FRAGMENTO DEL DOCUMENTO:
***

Propios y extraños en un tren

Mark Cousins nos interpela en nombre del mismísimo Alfred Hitchcock en su último largometraje, cuyo título no deja lugar a dudas: My Name Is Alfred Hitchcock es una disección típicamente cousinsiana de la puesta en escena del realizador de Vertigo o, mejor dicho, de la filosofía que reside detrás de los aspectos técnicos y creativos del trabajo hitchcockiano. El teórico y cineasta irlandés nos muestra, con su proverbial apasionamiento, cómo una posición extrañamente elevada de la cámara, un travelling a través del marco de una puerta o un simple salto de un plano a otro operan con precisión y delicadeza a favor del engranaje del suspense, del sentido del juego o del ardiente deseo que recorre los gestos y las miradas del cine de Hitchcock.

***

EJERCICIO PROPUESTO: Prosigue la reseña sobre el documental de Mark Cousins dedicado a Hitchcock a partir de su última frase.

[Registros de una colección de datos]
***

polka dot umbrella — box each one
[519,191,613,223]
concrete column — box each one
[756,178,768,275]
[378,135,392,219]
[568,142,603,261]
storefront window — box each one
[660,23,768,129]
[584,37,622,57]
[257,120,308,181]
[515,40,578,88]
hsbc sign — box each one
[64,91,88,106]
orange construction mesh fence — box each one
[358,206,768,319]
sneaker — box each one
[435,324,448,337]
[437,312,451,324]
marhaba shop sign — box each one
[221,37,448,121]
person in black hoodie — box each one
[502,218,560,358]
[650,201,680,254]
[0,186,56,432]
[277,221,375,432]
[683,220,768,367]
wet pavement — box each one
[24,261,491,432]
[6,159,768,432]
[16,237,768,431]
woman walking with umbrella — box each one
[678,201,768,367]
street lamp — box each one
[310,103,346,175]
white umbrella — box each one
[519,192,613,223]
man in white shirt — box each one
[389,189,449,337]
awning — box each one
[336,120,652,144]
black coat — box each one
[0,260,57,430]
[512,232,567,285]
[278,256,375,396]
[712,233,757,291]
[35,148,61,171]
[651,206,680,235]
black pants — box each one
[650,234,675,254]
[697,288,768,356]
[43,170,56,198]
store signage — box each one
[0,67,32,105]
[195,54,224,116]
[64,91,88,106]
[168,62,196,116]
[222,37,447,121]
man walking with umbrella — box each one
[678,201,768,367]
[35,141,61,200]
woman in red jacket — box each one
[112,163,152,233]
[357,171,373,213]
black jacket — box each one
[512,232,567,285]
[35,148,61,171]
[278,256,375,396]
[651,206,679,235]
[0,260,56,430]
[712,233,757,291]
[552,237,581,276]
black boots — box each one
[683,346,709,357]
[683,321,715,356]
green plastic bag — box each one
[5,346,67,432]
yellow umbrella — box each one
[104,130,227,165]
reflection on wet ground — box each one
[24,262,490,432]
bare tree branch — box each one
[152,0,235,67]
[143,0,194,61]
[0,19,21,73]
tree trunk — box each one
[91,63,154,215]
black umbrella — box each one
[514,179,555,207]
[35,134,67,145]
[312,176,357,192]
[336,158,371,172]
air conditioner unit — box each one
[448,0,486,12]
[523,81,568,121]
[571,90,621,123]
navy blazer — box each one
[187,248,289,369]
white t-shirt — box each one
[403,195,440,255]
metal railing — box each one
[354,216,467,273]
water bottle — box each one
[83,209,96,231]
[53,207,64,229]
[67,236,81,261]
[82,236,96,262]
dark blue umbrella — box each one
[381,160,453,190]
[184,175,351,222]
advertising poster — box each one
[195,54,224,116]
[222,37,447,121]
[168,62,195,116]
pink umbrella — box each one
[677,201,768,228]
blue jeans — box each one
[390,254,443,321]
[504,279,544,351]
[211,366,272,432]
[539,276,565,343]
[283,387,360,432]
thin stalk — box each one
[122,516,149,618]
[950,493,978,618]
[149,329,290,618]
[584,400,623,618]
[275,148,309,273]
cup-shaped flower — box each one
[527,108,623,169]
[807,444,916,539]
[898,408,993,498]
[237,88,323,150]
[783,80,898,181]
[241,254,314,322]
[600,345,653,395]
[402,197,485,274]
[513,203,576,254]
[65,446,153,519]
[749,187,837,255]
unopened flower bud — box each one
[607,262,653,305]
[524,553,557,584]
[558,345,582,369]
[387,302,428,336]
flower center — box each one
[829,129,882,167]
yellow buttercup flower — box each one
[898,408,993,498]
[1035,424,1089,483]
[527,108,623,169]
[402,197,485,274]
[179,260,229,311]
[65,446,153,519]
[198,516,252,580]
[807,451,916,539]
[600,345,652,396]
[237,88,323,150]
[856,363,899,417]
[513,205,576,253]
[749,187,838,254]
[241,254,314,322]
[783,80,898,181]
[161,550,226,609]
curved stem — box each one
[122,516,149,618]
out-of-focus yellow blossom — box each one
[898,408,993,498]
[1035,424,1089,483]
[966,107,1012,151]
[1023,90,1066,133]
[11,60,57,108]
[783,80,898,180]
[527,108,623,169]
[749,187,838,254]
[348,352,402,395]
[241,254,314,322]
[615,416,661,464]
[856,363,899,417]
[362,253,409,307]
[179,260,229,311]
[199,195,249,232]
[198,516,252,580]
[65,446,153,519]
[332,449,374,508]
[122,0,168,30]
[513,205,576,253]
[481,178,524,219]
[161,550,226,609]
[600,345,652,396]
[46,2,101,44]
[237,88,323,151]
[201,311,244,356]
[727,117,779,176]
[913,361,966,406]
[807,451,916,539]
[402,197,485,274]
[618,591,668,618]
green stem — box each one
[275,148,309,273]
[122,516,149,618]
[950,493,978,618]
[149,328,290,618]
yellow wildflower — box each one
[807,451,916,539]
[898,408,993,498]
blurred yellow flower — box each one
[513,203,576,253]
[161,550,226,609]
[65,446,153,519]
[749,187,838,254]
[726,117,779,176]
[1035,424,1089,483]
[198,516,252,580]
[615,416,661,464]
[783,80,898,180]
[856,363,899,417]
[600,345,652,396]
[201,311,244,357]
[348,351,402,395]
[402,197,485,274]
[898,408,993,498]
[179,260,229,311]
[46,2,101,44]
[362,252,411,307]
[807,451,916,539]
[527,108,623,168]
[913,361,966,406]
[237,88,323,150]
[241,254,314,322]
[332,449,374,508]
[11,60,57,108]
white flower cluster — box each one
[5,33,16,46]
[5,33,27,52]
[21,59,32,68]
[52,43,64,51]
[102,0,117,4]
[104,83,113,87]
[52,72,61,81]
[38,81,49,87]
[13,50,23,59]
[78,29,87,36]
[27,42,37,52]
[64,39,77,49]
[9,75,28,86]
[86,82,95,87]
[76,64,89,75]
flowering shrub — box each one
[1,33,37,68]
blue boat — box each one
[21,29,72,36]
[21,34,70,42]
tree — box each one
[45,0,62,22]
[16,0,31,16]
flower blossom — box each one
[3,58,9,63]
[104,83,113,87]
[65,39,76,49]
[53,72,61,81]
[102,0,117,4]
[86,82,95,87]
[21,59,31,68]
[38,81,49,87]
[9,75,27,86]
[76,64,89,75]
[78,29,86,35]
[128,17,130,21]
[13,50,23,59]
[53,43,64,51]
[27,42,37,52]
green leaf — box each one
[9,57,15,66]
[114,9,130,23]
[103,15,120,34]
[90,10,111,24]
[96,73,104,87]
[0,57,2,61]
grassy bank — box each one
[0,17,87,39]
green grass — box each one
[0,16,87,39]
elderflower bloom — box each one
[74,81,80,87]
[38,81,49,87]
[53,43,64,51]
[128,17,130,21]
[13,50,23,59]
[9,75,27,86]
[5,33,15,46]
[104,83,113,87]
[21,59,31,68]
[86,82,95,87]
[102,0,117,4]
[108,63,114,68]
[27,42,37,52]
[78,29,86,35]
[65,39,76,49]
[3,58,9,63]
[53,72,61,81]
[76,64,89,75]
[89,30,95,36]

***

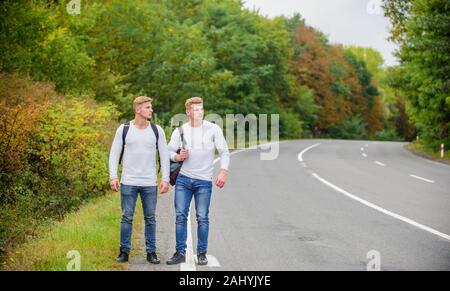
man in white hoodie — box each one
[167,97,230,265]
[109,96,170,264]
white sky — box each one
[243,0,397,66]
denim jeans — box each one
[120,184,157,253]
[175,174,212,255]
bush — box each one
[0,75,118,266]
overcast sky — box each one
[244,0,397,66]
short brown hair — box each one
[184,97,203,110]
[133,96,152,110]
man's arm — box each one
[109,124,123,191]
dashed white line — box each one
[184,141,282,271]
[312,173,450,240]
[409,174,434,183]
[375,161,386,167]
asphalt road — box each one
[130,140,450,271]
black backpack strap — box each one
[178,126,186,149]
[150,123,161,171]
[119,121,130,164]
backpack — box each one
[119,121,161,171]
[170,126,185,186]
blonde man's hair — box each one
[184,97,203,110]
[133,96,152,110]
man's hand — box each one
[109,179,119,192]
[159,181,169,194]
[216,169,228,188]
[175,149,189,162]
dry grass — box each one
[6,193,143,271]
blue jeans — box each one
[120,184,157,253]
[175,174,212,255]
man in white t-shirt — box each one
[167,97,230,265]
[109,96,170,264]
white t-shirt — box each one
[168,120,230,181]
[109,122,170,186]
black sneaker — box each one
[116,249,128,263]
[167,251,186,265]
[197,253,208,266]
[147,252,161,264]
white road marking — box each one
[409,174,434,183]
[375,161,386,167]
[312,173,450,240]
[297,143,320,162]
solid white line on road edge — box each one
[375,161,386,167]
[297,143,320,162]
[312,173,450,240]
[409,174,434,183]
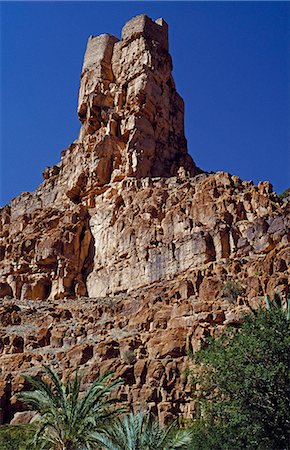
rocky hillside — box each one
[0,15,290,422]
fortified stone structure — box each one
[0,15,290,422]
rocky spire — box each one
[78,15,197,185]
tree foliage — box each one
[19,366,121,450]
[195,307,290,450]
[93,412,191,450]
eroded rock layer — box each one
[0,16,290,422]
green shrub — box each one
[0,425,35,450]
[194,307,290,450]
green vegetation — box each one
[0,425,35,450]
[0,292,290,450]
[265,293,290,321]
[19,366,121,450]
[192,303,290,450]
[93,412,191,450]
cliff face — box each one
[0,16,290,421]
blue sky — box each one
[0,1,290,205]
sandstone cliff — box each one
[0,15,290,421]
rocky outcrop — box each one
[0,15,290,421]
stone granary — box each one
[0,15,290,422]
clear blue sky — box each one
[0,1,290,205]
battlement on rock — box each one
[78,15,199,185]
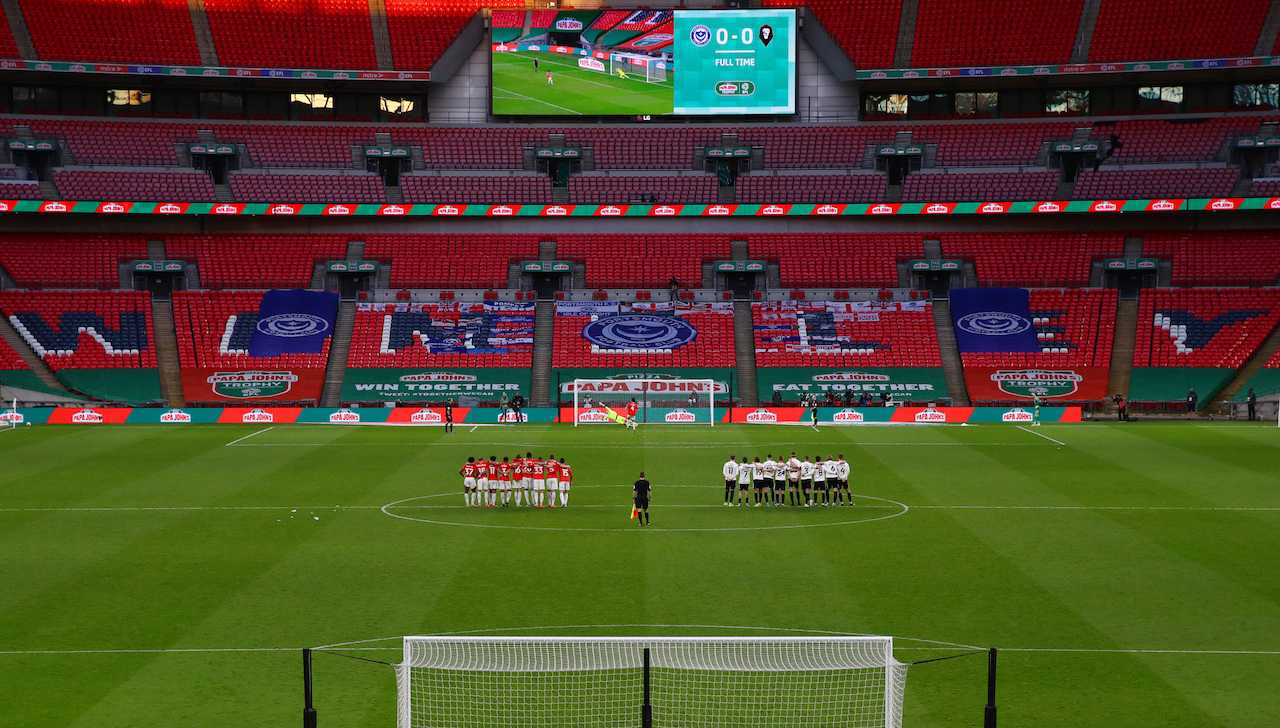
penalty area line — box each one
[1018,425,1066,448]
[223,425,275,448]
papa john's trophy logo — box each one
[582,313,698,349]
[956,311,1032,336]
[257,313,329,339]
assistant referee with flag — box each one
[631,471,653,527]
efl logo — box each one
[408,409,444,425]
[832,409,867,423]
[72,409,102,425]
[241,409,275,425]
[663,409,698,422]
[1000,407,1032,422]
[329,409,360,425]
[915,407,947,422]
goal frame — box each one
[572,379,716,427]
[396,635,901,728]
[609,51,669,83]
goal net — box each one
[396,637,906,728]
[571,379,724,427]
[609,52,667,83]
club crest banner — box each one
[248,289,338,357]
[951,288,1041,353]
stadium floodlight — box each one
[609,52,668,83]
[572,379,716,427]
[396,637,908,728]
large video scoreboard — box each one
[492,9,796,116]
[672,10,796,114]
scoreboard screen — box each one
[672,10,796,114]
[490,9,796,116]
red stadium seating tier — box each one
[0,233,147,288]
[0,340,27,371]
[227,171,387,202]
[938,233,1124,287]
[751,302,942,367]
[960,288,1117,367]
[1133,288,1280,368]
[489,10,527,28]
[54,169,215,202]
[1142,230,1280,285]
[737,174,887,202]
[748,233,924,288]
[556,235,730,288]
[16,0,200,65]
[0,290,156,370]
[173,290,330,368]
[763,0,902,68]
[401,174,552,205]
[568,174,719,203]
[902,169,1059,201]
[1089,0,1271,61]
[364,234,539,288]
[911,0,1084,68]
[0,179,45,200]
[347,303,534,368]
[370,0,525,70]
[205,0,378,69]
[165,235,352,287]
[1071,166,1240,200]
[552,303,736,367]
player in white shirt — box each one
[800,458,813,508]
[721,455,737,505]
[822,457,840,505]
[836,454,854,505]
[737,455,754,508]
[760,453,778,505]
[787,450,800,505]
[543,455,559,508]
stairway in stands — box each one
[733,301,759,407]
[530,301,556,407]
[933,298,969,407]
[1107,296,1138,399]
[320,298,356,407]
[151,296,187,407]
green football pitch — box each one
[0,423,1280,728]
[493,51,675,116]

***

RESULTADO OBTENIDO:
Pero, insisto, Cousins lo hace jugando él mismo con nosotros, los espectadores, al usar una voz idéntica o casi idéntica a la del viejo Hitch que nos habla en off y en primera persona. En la era de la inteligencia artificial y de la posverdad, el chiste de Cousins consiste en suplantar al cineasta y elaborar un discurso propio como si emanara directamente de Hitchcock; pero lo hace, bien entendu, con nuestra complicidad. En cierto sentido, My Name Is Alfred Hitchcock nos demuestra que los mecanismos del cine hitchcockiano tienen un perfecto encaje o, mejor dicho, siguen atesorando un gran valor en mitad del gran tinglado digital en el que andamos inmersos. Que todo, en definitiva, es una cuestión de buen gusto y de honestidad, valores siempre necesarios para ponderar el acierto o desacierto de la puesta en escena.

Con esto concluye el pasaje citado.